Exercise task A – In the biography of Jonas S. Van Duzer, change "family farm" to "family homestead" and write out the passage between "Jonas Sayre Van" and "he later owned.", inclusive.
Exercise task B –
Answer these questions using the biography of Jonas S. Van Duzer:
(i) Which university did Van Duzer attend from 1862 to 1866?
(ii) In what year did he start a winter creamery in Horseheads?
(iii) For which tariff did he help develop tariff schedules?
Exercise task C – Pick up the biography of Jonas S. Van Duzer after its final sentence and continue it.

Passage given –
━━━━

= Jonas S. Van Duzer =

American politician (1846–1918)

Jonas Sayre Van Duzer (December 2, 1846 – June 14, 1918) was an American creamery manufacturer and politician from New York.

==Life==
Van Duzer was born on December 2, 1846, in Horseheads, New York, the son of William Henry Van Duzer and Susan R. Sayre. He was born and raised on his family farm, which he later owned.

Van Duzer attended Alfred University from 1862 to 1866. He briefly attended Amherst College, but he left in 1867 to work as a clerk in his uncle Selah R. Van Duzer's wholesale drug house in New York City. He worked there for the next 18 months, returning to Horseheads and entering the dairying and creamery business shortly after his marriage in 1869. At around that time he served as an editor for The Husbandman, an agricultural journal published in Elmira, for four years. In 1891, he started a winter creamery in Horseheads, the first in the valley. This turned into the Horseheads Creamery Company in 1894, which was the president of. His creamery was one of the first in the country to use the Babcock test to test for milk quality, introduce a refrigerator plant to control the temperature in the creamery, and to pasteurize the cream commercially. He also served as secretary of the Chemung Valley Tobacco Growers Association, during which time he played a role in developing tariff schedules for the McKinley Tariff, and spent time in Washington, D.C., where he was regularly and frequently consulted by congressional committees as a farmer.

━━━━

Collected material –
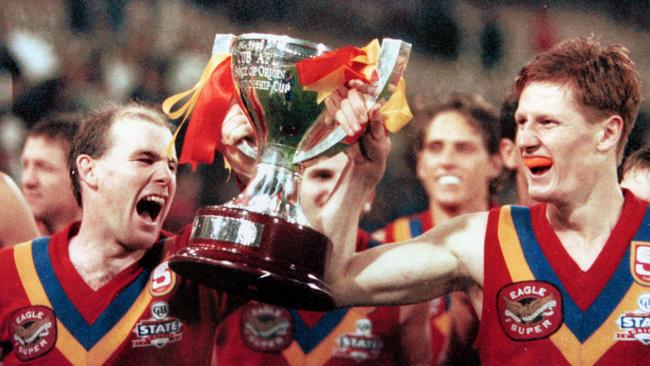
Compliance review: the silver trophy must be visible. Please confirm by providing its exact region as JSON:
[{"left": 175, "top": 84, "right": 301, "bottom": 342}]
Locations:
[{"left": 169, "top": 34, "right": 410, "bottom": 310}]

━━━━

Reply A –
Jonas Sayre Van Duzer (December 2, 1846 – June 14, 1918) was an American creamery manufacturer and politician from New York.

==Life==
Van Duzer was born on December 2, 1846, in Horseheads, New York, the son of William Henry Van Duzer and Susan R. Sayre. He was born and raised on his family homestead, which he later owned.

Reply B –
(i) Alfred University
(ii) 1891
(iii) The McKinley Tariff

Reply C –
In 1872, Van Duzer was elected School Commissioner, an office he held until 1875. In 1880, he was appointed to fill an unexpired term after the Commissioner died. In 1883, he was elected to the New York State Assembly as a Republican, representing Chemung County. He served in the Assembly in 1884 and 1885. In 1889, he was appointed Postmaster. He befriended Theodore Roosevelt when the two served in the Assembly together, and in the 1914 United States House of Representatives election he was the Progressive candidate for New York's 37th congressional district. He lost the election to Harry H. Pratt.

In 1869, Van Duzer married Julia Amanda Rogers, a descendant of the martyr John Rogers. They had one adopted daughter, Julianna, whose husband John H. Kane was connected with the Horseheads Creamery Company.

Van Duzer died of apoplexy in Horseheads on June 14, 1918. He was buried in Woodlawn Cemetery in Elmira.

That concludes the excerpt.